>> BEGIN Material for this task
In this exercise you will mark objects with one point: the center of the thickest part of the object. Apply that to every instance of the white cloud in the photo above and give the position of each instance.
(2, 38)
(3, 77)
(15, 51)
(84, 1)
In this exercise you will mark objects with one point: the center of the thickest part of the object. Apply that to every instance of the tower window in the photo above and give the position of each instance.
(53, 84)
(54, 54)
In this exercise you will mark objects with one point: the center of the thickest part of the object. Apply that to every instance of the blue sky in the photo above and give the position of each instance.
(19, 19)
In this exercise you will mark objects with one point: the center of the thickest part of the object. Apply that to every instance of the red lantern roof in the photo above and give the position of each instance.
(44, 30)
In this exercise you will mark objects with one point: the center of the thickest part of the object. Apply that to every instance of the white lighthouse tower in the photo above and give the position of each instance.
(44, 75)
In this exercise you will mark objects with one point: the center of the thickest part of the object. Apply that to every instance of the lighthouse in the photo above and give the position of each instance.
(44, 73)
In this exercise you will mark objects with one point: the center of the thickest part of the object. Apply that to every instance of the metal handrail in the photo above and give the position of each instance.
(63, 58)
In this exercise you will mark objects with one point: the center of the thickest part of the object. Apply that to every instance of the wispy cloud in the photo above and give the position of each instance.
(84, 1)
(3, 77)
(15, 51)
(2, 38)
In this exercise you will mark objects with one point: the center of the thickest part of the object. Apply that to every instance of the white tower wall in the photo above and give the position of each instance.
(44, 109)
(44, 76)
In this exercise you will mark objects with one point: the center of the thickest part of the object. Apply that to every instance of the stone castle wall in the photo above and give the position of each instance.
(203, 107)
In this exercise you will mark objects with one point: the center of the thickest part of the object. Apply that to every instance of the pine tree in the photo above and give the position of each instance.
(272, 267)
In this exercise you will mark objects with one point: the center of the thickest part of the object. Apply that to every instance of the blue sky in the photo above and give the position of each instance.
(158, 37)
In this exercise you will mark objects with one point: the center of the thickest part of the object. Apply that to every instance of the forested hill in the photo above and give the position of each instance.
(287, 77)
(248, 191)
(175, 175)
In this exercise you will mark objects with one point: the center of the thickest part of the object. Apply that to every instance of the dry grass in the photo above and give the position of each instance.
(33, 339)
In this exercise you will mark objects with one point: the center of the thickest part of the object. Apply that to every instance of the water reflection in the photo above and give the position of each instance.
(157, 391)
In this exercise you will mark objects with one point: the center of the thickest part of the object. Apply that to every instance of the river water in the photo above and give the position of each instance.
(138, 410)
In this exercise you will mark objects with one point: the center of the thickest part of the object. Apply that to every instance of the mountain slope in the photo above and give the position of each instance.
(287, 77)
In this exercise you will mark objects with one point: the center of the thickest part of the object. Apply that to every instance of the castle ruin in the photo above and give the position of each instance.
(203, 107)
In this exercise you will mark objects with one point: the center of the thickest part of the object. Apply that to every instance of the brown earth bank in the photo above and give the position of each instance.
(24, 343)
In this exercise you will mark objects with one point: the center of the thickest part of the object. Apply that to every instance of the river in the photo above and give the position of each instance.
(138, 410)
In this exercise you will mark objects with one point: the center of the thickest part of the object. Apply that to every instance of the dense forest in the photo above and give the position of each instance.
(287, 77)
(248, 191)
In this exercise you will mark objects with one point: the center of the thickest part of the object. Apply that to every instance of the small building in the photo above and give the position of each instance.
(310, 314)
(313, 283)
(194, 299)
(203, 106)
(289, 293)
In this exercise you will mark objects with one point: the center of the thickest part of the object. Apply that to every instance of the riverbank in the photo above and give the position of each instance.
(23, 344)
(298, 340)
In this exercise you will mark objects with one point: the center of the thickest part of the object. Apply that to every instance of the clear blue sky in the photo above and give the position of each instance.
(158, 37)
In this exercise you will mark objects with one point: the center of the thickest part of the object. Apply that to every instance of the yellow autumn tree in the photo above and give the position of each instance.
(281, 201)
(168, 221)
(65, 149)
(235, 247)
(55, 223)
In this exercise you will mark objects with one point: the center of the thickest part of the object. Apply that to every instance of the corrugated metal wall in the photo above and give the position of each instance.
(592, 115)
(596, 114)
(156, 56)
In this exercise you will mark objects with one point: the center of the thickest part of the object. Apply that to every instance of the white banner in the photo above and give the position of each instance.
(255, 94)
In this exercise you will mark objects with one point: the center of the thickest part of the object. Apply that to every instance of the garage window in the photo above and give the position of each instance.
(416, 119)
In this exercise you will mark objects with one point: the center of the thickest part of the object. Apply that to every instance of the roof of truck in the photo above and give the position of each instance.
>> END Material for this task
**Task instructions**
Will you print all of the records above again, word for word and with nothing left out?

**The solution**
In this exercise you will mark objects with one point: the center of the thickest part of the object. Apply that to every instance of the white cloud in the photo above and give the position of each instance.
(2, 38)
(3, 77)
(15, 51)
(84, 1)
In this exercise you will mark objects with one point: the center of the thickest part of the object. Apply that to every instance of the tower window in the photo above and give the position of each instance.
(53, 84)
(54, 54)
In this exercise you will mark objects with one point: the center of the thickest part of the object. Apply that to every instance of the blue sky in the photo above and give the position of each instance.
(19, 19)
In this exercise you will mark objects with one point: the center of the thickest part of the object. Apply that to every instance of the red lantern roof in the photo above and give the position of each instance.
(44, 30)
In this exercise you will mark objects with one point: the center of the thickest part of the object. Apply that to every instance of the white lighthouse tower in the photo above and give the position of each instance.
(44, 75)
In this exercise you will mark objects with one point: the center of the thickest part of the object. Apply that to every instance of the lighthouse in the photo above and give the position of each instance.
(44, 73)
In this exercise you will mark objects with one point: the center of the thickest part of the object. Apply that to every instance of the metal handrail in the photo above and give the position of each instance.
(63, 58)
In this exercise you will mark objects with one point: the center of the thickest part of the object. Apply that to every instance of the wispy cloud in the photo above and give the position of each instance.
(84, 1)
(3, 77)
(15, 51)
(2, 38)
In this exercise you will mark objects with one point: the center of the thickest part of the object. Apply that to every instance of the white tower wall in the photo above and give the position of each instance.
(44, 109)
(44, 76)
In this exercise you will mark objects with one point: the center of the thickest part of the object. Apply that to every instance of the stone castle wall in the photo above and give the position of each instance.
(203, 107)
In this exercise you will mark objects with one point: the center of the thickest part of the object. Apply that to every instance of the pine tree in the photo above and give the position of each instance.
(272, 267)
In this exercise you will mark objects with one point: the center of the thickest part of the object. Apply that to every instance of the blue sky in the photo above and give the position of each instance.
(158, 37)
In this exercise you will mark objects with one point: the center of the thickest part of the object. Apply that to every instance of the forested hill in the photo above and give the position of each instance.
(287, 77)
(248, 191)
(175, 175)
In this exercise you will mark objects with one point: the center of the thickest part of the object. Apply that to every instance of the dry grass in the photo above and give the position of each instance.
(33, 339)
In this exercise you will mark objects with one point: the center of the thickest part of the object. Apply that to every instance of the water reflection in the photo above and give the position of each instance.
(157, 391)
In this exercise you will mark objects with one point: the center of the thickest part of the object. Apply that to every instance of the river water in the photo above and give the position of each instance.
(138, 410)
In this exercise you will mark objects with one point: the center of the thickest part of the object. Apply that to every instance of the mountain slope in the photo above and give the position of each instance.
(287, 77)
In this exercise you will mark objects with one point: the center of the thickest part of the object. Apply that to every instance of the castle ruin in the photo above and give the position of each instance.
(203, 107)
In this exercise you will mark objects with one point: the center of the thickest part of the object. Apply that to every instance of the brown earth bank in the photo above and give the position of each instance.
(24, 343)
In this exercise you will mark objects with one point: the center of the thickest part of the object. Apply that to every instance of the river in the photo above and give the position of each instance.
(138, 410)
In this exercise you will mark objects with one point: the center of the thickest part of the object. Apply that to every instance of the dense forest in the photo above and give the position of each instance.
(287, 77)
(248, 191)
In this exercise you will mark objects with one point: the center of the thickest part of the object. Apply that to every instance of the small building in the photo above and give the position of each instance.
(310, 314)
(313, 283)
(194, 299)
(203, 106)
(289, 293)
In this exercise you will mark objects with one point: the center of the thickest part of the object. Apply that to every instance of the riverbank in the photo above and give the position of each instance.
(23, 344)
(298, 340)
In this exercise you will mark objects with one point: the center of the thickest part of the object. Apply that to every instance of the clear blue sky in the photo above and give the position of each instance.
(158, 37)
In this exercise you will mark objects with one point: the center of the thickest part of the object. Apply that to every instance of the yellow autumn tree in the photo above and give the position of each instance.
(281, 201)
(168, 221)
(65, 149)
(235, 247)
(55, 223)
In this exercise you will mark objects with one point: the center of the thickest part of the object. Apply that to every instance of the corrugated metal wall in the photo above and give the position of each instance.
(592, 115)
(596, 114)
(156, 56)
In this exercise you will mark objects with one point: the center of the thickest part of the object. Apply that to every instance of the white banner in the photo above and give the position of each instance.
(255, 94)
In this exercise you will mark objects with one point: the center of the thickest part of the object. Apply that to every instance of the garage window in the photo above and give the position of each instance.
(416, 119)
In this exercise you will mark objects with one point: the center of the thickest part of the object. Apply that to every instance of the roof of truck in the photo above and give the position of each instance.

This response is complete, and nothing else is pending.